— Begin Supplied entries —

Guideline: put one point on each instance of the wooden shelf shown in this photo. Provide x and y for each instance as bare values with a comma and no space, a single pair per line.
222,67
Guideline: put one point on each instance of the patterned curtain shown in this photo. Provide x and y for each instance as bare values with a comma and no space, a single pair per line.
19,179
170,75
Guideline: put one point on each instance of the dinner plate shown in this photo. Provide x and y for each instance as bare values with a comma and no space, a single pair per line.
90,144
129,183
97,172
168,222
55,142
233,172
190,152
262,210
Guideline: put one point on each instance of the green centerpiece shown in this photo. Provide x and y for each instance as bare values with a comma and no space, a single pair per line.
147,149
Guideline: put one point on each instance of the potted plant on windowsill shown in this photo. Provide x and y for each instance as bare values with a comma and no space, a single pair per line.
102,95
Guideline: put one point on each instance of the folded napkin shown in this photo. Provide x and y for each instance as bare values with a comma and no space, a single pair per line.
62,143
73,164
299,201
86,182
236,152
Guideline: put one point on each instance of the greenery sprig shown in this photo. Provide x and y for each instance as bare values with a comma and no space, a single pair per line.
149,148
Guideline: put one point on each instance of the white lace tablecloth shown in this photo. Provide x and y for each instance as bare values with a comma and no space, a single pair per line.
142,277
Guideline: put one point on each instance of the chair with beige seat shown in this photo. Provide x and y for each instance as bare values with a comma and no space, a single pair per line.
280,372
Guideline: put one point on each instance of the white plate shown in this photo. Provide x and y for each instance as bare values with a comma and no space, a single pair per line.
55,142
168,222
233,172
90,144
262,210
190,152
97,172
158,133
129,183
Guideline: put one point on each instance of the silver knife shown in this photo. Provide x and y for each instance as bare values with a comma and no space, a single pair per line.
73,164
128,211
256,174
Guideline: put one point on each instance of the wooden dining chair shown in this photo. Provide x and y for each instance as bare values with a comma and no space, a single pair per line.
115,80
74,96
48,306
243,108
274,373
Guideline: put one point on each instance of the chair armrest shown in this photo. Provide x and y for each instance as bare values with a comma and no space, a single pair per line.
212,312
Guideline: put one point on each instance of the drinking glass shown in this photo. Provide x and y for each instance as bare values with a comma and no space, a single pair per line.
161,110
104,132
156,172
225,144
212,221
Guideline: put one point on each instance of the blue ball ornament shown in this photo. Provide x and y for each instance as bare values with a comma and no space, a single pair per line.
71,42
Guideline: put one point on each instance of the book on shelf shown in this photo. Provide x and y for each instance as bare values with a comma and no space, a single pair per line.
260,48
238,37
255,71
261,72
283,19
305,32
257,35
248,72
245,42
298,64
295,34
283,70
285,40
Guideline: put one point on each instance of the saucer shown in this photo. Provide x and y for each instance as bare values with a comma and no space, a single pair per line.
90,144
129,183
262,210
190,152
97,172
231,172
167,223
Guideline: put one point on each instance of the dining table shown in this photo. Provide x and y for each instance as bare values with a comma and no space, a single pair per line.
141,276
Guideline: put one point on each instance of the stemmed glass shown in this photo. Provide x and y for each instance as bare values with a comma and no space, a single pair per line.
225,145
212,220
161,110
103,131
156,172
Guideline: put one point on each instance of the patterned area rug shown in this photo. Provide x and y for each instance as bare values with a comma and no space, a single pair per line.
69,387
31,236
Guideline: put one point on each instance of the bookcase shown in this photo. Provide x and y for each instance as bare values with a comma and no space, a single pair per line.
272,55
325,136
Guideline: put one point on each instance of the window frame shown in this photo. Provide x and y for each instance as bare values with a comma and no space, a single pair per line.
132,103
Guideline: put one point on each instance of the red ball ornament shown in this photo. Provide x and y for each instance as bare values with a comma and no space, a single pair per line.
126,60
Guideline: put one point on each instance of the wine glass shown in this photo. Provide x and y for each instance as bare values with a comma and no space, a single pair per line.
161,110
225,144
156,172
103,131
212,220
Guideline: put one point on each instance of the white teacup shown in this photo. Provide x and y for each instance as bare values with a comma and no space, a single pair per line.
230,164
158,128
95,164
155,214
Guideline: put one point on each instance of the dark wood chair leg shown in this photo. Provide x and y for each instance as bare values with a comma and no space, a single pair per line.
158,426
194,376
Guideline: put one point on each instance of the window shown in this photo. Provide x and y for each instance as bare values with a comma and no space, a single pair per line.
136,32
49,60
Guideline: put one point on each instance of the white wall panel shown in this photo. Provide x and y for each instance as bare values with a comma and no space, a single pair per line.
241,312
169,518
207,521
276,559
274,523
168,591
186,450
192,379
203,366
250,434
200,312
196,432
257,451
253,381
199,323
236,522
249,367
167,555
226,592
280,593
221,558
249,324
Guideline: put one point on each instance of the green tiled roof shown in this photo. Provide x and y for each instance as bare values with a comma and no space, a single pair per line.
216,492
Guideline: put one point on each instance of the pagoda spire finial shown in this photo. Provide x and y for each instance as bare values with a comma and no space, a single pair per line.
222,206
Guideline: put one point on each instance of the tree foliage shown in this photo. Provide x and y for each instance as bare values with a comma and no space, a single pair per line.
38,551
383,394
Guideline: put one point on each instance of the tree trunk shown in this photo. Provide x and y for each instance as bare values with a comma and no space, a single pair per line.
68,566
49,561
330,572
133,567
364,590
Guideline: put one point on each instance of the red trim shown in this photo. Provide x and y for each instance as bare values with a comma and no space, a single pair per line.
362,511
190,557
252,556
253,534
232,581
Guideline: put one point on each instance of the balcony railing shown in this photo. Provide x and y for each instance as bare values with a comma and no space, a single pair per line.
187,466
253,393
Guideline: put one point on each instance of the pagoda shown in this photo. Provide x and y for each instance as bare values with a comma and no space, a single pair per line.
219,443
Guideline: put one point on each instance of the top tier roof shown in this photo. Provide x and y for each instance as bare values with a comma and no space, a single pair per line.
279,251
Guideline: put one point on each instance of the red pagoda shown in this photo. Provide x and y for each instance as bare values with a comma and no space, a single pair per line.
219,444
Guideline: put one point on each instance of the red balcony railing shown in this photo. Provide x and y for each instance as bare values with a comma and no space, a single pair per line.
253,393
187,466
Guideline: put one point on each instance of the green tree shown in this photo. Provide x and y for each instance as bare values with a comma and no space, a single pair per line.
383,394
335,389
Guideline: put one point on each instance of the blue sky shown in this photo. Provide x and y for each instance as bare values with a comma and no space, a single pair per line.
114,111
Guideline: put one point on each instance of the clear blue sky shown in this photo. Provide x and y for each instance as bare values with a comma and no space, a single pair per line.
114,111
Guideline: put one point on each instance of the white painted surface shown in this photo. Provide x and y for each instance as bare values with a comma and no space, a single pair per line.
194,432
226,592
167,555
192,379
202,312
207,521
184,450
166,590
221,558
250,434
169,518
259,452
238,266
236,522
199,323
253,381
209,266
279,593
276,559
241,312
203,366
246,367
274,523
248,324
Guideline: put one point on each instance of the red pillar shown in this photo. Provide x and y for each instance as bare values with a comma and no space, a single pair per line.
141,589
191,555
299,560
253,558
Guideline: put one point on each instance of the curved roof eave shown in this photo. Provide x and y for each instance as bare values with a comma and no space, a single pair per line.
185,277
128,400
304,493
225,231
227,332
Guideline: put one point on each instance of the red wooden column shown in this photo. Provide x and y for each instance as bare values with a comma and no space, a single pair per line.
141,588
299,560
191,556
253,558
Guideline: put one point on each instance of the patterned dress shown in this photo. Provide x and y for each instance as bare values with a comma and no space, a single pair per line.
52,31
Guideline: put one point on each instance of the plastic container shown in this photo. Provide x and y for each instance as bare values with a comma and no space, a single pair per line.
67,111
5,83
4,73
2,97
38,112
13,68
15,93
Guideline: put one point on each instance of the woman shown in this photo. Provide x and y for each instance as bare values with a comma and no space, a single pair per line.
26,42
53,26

— End Supplied entries —

**Problem details:**
Begin at the line that contains "Guideline: put one point on each instance of the woman" and stop after the last line. Write out each of those lines again, requests included, multiplying every coordinate in the answers by 1.1 and rounding to a whole number, with halves rounded up.

**Answer to the exercise:**
Guideline: put one point on each instance of the woman shown in this photo. Provide x and y for each instance as bare values with a comma and no space, a single pair per line.
29,46
58,29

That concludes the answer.